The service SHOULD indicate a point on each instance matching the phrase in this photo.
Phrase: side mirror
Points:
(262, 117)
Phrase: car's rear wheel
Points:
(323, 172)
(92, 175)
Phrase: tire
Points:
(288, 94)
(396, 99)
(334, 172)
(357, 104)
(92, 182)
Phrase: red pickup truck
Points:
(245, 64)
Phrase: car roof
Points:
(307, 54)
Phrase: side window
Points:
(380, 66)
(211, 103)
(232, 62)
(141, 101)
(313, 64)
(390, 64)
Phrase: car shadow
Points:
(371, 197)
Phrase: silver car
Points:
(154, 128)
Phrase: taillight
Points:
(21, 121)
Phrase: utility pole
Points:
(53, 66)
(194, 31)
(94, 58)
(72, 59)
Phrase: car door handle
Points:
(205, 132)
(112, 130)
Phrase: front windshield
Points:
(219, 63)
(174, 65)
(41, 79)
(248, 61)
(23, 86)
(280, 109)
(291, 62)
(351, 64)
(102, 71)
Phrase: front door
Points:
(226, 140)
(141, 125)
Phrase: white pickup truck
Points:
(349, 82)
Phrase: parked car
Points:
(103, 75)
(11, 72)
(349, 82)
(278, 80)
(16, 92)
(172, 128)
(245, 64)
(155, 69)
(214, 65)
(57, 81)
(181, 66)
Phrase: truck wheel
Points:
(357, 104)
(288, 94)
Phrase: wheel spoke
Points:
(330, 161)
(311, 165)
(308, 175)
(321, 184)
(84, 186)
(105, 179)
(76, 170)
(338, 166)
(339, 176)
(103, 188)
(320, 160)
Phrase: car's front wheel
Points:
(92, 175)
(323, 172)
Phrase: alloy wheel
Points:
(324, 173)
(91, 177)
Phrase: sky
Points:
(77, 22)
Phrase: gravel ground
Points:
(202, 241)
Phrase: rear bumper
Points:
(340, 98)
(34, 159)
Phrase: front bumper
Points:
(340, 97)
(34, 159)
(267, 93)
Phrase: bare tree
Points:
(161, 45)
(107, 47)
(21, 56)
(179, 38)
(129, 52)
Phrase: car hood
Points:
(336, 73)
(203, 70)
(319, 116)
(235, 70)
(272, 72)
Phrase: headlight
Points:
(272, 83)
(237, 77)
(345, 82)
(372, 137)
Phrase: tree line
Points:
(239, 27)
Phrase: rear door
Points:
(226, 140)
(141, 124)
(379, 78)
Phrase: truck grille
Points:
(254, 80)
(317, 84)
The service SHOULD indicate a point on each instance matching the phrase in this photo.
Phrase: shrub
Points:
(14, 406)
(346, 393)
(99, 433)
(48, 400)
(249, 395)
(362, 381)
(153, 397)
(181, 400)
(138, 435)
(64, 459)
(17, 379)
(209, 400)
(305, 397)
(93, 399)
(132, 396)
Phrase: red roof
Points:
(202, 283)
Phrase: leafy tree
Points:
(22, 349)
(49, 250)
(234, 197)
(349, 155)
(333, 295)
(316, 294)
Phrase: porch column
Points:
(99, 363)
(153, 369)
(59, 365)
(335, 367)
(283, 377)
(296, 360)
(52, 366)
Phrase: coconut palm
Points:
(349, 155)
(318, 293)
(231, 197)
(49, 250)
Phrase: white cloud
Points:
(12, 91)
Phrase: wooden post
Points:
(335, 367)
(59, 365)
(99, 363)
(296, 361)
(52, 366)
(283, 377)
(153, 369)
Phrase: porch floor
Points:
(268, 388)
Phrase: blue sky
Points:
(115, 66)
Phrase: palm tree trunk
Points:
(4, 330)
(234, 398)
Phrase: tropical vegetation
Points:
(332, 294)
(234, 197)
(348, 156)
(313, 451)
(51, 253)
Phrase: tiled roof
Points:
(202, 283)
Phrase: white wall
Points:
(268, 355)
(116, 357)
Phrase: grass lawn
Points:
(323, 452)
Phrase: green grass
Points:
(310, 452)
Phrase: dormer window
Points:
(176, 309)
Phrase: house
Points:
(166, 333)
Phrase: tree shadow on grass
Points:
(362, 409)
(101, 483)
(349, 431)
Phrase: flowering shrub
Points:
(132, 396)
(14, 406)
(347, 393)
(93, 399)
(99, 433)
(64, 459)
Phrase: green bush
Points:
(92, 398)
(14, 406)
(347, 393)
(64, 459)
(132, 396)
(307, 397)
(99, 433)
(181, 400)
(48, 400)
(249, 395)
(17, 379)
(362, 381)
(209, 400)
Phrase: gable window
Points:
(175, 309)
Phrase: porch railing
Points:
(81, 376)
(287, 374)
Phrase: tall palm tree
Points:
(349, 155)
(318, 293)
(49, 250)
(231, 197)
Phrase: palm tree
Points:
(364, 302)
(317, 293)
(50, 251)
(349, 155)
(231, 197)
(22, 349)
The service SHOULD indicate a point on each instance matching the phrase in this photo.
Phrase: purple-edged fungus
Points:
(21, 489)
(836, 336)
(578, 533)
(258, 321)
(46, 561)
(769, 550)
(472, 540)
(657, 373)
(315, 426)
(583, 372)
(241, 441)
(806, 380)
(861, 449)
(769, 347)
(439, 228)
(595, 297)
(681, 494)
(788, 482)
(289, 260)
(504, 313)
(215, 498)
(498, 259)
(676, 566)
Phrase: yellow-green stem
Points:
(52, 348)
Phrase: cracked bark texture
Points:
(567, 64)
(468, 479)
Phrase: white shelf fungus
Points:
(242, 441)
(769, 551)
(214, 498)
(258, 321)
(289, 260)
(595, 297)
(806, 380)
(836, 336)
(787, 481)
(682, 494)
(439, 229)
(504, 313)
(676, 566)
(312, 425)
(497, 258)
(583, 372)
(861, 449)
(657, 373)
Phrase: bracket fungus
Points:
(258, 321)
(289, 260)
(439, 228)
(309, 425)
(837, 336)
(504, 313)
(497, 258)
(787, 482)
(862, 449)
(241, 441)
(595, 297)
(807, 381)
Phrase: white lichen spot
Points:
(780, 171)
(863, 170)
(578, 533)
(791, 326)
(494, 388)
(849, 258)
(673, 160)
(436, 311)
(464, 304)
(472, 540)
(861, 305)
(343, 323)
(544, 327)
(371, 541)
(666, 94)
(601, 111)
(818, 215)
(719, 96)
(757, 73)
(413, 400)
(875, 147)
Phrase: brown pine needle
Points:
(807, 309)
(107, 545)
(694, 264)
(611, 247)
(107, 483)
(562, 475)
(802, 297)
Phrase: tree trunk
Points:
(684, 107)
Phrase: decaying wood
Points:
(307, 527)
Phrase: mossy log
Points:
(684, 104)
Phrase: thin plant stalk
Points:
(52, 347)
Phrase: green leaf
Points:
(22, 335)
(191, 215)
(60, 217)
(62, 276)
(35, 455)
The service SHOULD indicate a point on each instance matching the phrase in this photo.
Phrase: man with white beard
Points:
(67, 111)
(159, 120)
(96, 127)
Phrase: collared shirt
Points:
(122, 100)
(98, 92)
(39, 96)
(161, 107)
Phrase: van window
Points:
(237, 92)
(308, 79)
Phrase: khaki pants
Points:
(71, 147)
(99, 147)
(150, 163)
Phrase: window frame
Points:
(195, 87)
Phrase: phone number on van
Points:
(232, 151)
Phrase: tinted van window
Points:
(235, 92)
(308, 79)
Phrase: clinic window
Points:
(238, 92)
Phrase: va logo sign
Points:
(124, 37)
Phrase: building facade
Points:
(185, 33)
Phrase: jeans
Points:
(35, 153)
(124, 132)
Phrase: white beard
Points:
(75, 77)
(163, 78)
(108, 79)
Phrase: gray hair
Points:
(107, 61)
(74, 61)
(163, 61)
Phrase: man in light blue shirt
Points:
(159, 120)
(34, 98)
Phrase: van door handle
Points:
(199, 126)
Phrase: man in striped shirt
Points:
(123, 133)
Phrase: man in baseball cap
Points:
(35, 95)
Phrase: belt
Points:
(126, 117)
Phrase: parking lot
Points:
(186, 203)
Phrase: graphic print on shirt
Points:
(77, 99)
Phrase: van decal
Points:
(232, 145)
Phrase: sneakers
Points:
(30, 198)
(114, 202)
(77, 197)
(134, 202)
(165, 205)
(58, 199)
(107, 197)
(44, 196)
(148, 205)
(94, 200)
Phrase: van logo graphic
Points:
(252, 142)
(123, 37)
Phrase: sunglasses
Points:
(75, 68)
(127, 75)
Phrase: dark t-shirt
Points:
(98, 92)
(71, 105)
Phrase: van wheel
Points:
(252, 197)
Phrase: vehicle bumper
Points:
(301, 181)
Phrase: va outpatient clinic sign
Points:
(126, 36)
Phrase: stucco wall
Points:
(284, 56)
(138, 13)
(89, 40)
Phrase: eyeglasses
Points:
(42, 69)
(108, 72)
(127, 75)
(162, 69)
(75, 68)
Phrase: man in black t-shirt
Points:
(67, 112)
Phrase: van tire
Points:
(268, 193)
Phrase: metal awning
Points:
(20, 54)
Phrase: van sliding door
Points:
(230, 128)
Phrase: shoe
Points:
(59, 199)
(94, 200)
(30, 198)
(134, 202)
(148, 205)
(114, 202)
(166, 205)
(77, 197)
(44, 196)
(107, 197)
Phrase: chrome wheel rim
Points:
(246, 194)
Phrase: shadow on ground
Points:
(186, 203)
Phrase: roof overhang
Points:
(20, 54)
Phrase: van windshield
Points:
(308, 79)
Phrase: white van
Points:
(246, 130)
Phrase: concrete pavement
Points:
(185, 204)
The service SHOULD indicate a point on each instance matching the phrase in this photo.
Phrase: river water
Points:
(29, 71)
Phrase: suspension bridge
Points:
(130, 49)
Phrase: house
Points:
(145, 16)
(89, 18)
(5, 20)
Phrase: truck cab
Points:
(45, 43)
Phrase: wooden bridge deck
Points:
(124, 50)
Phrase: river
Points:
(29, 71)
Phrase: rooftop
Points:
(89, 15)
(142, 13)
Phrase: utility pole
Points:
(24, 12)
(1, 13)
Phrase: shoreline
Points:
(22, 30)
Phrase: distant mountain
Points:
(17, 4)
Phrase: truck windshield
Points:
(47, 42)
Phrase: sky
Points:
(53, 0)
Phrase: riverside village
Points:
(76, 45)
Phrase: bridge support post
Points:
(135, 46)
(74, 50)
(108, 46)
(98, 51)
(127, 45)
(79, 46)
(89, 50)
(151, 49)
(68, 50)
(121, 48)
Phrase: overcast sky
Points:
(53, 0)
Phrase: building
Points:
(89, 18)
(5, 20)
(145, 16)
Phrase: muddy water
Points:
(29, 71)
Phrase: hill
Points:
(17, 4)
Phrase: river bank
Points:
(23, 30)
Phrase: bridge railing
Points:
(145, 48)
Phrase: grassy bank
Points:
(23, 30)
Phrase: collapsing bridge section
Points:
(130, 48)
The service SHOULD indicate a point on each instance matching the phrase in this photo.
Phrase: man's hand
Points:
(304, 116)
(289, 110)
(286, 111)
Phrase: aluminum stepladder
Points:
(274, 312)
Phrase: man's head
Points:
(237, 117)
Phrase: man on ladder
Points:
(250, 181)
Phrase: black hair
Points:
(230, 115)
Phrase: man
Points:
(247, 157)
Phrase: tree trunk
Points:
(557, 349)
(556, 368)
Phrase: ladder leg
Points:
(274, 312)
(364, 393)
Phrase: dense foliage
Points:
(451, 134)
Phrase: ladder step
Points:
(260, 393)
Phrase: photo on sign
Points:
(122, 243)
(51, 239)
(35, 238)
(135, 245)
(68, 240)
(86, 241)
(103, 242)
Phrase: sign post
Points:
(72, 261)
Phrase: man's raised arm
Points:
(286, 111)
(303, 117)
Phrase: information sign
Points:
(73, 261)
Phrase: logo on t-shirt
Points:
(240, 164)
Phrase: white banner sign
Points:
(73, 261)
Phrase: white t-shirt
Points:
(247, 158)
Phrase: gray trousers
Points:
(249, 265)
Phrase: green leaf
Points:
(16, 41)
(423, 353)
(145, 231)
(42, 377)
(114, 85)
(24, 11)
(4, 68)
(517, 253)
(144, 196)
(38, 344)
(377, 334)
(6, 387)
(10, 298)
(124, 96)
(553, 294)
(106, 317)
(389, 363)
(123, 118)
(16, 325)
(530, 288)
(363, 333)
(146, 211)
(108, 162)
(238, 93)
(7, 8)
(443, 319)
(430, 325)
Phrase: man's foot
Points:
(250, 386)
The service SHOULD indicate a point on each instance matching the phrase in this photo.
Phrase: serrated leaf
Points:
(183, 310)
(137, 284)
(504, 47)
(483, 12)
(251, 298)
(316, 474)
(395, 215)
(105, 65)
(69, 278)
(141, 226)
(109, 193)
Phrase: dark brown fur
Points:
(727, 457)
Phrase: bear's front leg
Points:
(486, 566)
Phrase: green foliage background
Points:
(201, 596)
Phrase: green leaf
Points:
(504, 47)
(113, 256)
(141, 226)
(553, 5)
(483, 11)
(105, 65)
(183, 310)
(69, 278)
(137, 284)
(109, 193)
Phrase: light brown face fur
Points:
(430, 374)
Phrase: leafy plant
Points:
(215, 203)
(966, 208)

□ □ □ □ □ □ □

(What to produce) Take every line above that includes "building" and list it.

(Output of the task)
Phrase: building facade
Phrase: building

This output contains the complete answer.